▶ [TASK STATEMENT]
Copy out every line of the entries below word for word, leaving out the pictures.

▶ [DATA PROVIDED]
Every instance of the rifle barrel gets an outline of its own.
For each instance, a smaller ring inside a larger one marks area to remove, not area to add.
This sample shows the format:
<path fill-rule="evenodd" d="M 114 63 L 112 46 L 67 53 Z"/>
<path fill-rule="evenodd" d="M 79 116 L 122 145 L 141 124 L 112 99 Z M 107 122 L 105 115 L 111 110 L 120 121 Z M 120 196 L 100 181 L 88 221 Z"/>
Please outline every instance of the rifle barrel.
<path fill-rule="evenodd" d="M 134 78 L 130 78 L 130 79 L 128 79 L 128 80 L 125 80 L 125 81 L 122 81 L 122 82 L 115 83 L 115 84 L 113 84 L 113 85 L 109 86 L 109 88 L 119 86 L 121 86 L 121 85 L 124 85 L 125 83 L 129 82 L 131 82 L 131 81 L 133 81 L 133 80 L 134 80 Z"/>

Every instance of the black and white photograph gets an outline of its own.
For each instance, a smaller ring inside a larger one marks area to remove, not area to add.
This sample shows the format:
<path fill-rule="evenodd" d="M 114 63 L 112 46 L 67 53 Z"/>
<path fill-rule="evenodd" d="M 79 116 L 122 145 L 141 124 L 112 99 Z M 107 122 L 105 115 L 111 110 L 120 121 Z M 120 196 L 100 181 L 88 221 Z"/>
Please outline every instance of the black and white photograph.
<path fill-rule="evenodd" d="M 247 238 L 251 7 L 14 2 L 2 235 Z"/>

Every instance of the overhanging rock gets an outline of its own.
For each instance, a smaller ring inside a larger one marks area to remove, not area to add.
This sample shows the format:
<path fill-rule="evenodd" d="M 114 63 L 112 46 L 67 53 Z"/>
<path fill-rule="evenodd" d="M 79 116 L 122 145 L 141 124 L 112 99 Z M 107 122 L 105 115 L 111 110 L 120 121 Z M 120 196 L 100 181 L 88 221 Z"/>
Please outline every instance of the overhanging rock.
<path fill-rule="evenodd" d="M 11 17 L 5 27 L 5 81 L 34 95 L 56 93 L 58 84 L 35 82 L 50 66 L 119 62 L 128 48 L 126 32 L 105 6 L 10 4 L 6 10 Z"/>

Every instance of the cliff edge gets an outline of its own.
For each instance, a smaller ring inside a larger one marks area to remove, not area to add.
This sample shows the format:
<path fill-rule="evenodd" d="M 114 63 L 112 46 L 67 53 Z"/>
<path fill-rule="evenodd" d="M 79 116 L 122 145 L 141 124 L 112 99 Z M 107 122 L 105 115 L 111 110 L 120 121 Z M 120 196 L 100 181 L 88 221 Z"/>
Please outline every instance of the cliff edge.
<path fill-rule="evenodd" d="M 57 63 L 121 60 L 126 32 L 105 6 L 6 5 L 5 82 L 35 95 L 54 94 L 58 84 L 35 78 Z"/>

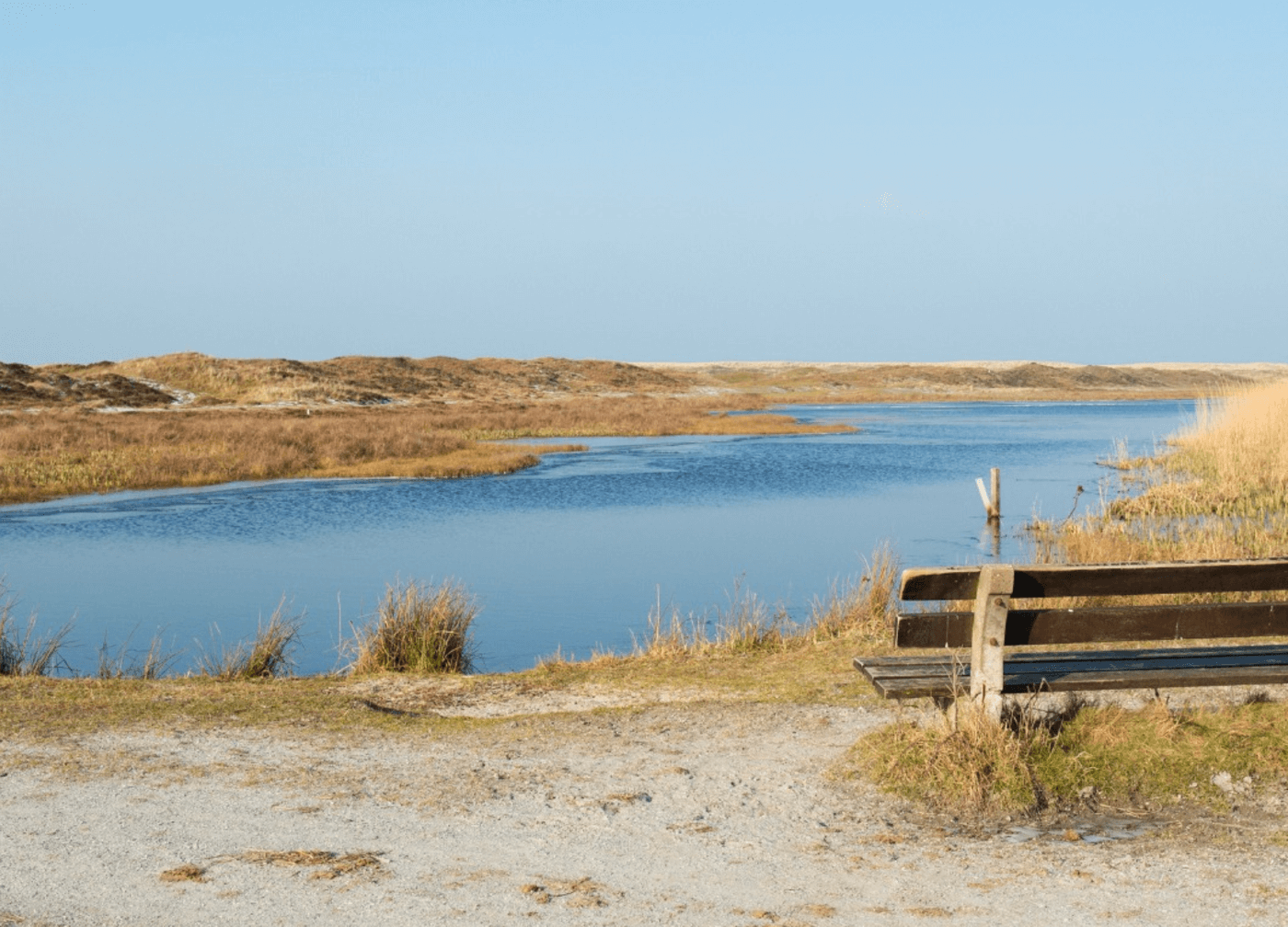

▶ [ANSWER IN FULL]
Every instance of the rifle barrel gets an outline of its own.
For each instance, a smaller ring inside a larger one marks area to remove, not area to add.
This sample shows the format:
<path fill-rule="evenodd" d="M 114 63 L 112 46 L 67 53 Z"/>
<path fill-rule="evenodd" d="M 79 116 L 122 145 L 141 124 L 112 99 Z M 107 122 L 105 115 L 111 110 L 120 121 Z M 120 196 L 100 181 L 88 221 Z"/>
Please outline every instance of the rifle barrel.
<path fill-rule="evenodd" d="M 134 78 L 130 78 L 130 79 L 128 79 L 128 80 L 125 80 L 125 81 L 122 81 L 122 82 L 115 83 L 115 84 L 113 84 L 113 85 L 109 86 L 109 88 L 119 86 L 121 86 L 121 85 L 124 85 L 125 83 L 129 82 L 131 82 L 131 81 L 133 81 L 133 80 L 134 80 Z"/>

Every instance of the black and white photograph gets an outline of its own.
For each instance, a smaller ring inside a larger one marks area to remove, not area to add.
This sample shows the format:
<path fill-rule="evenodd" d="M 114 63 L 112 46 L 67 53 Z"/>
<path fill-rule="evenodd" d="M 79 116 L 122 145 L 141 124 L 112 99 Z M 107 122 L 105 115 L 111 110 L 120 121 Z M 120 196 L 100 181 L 88 221 Z"/>
Please outline every instance of the black and white photograph.
<path fill-rule="evenodd" d="M 247 238 L 251 7 L 14 2 L 2 235 Z"/>

Every instance of the overhanging rock gets an outline of its own.
For each instance, a smaller ring inside a larger one marks area to remove, not area to add.
This sample shows the format:
<path fill-rule="evenodd" d="M 114 63 L 112 46 L 67 53 Z"/>
<path fill-rule="evenodd" d="M 79 116 L 122 145 L 141 124 L 112 99 Z M 107 122 L 105 115 L 111 110 L 120 121 Z M 120 196 L 100 181 L 88 221 Z"/>
Please outline every instance of the overhanging rock.
<path fill-rule="evenodd" d="M 11 17 L 5 27 L 5 81 L 34 95 L 56 93 L 58 84 L 35 82 L 50 66 L 119 62 L 128 48 L 126 32 L 105 6 L 10 4 L 6 10 Z"/>

Every instance of the cliff edge gets an outline of its own.
For each instance, a smaller ring inside a larger one marks area to remove, not area to add.
This sample shows the format:
<path fill-rule="evenodd" d="M 114 63 L 112 46 L 67 53 Z"/>
<path fill-rule="evenodd" d="M 79 116 L 122 145 L 141 124 L 112 99 Z M 107 122 L 105 115 L 111 110 L 120 121 Z M 120 196 L 100 181 L 88 221 Z"/>
Please outline every instance of the cliff edge.
<path fill-rule="evenodd" d="M 57 63 L 121 60 L 126 32 L 105 6 L 6 5 L 5 82 L 35 95 L 54 94 L 58 84 L 35 78 Z"/>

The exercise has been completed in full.